Start of Data section
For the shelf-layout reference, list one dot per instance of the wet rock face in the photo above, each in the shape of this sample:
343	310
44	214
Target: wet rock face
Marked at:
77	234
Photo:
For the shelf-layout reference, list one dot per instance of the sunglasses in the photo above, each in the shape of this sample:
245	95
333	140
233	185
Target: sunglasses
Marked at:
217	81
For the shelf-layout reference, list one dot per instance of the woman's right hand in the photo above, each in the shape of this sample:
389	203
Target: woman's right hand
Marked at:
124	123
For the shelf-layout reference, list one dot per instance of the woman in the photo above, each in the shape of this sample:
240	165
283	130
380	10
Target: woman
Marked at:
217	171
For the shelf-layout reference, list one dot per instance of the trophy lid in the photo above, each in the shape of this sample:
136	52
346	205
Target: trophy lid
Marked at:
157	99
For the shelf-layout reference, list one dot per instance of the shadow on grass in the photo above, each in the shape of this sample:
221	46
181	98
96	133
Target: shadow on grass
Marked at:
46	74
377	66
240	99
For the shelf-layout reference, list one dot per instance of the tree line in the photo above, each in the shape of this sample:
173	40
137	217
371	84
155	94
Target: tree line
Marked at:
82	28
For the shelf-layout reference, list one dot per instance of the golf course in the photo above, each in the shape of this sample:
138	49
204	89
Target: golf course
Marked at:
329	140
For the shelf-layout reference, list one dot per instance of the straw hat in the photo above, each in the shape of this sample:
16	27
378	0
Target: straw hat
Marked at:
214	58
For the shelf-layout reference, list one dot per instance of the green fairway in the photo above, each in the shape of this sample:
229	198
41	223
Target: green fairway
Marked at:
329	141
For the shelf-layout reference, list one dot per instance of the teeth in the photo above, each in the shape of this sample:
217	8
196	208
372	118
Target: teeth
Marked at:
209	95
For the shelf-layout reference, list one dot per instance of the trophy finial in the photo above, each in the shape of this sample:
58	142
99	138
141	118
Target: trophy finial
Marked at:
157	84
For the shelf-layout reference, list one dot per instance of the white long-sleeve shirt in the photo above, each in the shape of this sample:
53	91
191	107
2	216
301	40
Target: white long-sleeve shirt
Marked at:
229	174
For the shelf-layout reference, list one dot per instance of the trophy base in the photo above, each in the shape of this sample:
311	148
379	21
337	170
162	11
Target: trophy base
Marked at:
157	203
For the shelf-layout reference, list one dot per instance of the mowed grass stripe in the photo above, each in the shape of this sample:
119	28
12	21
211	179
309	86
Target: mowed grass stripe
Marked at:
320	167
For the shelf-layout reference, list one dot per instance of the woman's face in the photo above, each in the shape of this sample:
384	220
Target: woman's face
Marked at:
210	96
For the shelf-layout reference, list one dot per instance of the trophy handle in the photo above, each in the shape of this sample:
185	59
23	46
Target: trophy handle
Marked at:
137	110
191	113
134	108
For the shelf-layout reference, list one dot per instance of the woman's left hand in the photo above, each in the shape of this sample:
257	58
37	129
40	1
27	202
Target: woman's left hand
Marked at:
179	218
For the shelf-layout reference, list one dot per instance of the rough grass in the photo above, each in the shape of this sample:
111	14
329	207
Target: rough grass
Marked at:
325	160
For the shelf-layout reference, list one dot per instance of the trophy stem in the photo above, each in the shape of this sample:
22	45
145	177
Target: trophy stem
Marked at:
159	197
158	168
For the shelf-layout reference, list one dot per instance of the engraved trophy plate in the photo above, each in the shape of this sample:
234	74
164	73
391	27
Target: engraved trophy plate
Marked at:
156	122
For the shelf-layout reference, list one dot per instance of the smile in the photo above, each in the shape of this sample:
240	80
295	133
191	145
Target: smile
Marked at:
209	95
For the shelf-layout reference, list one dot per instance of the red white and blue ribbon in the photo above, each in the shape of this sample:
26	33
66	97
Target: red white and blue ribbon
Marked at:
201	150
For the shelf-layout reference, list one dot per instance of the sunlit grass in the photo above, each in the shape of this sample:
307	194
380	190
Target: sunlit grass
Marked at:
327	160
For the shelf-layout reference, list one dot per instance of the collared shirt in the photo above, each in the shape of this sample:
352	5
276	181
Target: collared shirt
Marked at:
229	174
End of Data section
What needs to be done :: The word to find is "handle". Copy every line of the records that holds it.

Reply to the exercise ::
For the shelf-layout reference, list one dot per instance of the trophy handle in the photo above, each in the shape of this sample:
Target: trophy handle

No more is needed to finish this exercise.